Holy Land 5 case reveals double standard in enforcement of US law
The Electronic Intifada
20 July 2010
“I had no intention in my mind and my heart but to help the Palestinian indigenous people who are and have been facing unusual economic distress … nothing in my life was as satisfactory and as self-fulfilling as knowing that I could sign a check. It is the only evidence you have against me, signing the check.”
At a special session on Palestinian political prisoners at the US Social Forum in Detroit last month, Noor Elashi recited that statement given by her father, Ghassan, when he was sentenced by a federal court in May 2009. Ghassan Elashi is the co-founder of the Holy Land Foundation (HLF), which was the largest Muslim charity in the US before it was shut down by the Bush Administration in 2001.
Sending aid not just to Palestinians living under the thumb of Israel’s military occupation, but to people in Bosnia, Albania, Chechnya and Turkey, the HLF was also involved in local and national humanitarian relief. The organization set up food banks on the East Coast, helped victims of the 1995 Oklahoma City bombing and provided assistance to people after floods and tornadoes devastated parts of Iowa and Texas in the 1990s.

^^^^^^^^

→ To do
According to the Holy Land 5 article, who shut down the Holy Land Foundation, and in what year?

→ Entries from a point annotation set
^^^^^^^^

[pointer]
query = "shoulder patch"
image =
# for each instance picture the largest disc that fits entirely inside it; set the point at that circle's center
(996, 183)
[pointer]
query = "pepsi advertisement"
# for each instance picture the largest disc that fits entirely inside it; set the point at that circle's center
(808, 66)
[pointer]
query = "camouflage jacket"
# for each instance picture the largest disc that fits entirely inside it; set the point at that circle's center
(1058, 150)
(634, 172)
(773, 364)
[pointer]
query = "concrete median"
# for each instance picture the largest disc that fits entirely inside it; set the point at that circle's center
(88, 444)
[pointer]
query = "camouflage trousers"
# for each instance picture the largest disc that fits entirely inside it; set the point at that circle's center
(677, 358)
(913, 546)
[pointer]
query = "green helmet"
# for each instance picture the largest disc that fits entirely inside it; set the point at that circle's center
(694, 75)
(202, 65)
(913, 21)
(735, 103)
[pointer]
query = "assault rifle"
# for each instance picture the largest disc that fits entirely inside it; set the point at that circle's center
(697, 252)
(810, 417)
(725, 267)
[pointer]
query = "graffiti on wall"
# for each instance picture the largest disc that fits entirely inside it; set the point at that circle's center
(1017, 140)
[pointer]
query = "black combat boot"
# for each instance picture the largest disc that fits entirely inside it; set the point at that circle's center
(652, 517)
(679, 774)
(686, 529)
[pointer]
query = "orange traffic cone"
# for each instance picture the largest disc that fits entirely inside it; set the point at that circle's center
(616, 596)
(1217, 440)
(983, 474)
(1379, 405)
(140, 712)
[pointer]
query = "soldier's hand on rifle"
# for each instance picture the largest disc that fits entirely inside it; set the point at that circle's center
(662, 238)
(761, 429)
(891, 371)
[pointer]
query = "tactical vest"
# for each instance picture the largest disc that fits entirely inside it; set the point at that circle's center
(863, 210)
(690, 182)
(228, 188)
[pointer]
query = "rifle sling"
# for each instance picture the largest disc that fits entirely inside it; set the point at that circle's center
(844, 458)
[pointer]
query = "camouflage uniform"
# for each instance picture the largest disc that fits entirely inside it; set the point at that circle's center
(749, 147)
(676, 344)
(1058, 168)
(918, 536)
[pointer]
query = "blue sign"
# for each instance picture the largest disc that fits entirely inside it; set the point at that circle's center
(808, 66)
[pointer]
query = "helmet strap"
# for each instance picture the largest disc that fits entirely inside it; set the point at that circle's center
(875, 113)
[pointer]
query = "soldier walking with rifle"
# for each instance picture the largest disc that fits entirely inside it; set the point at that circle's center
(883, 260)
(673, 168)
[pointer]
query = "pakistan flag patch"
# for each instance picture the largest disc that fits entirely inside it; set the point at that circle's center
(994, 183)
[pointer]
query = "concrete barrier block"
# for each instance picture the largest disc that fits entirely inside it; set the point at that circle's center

^^^^^^^^

→ Exercise result
The Bush Administration, in 2001.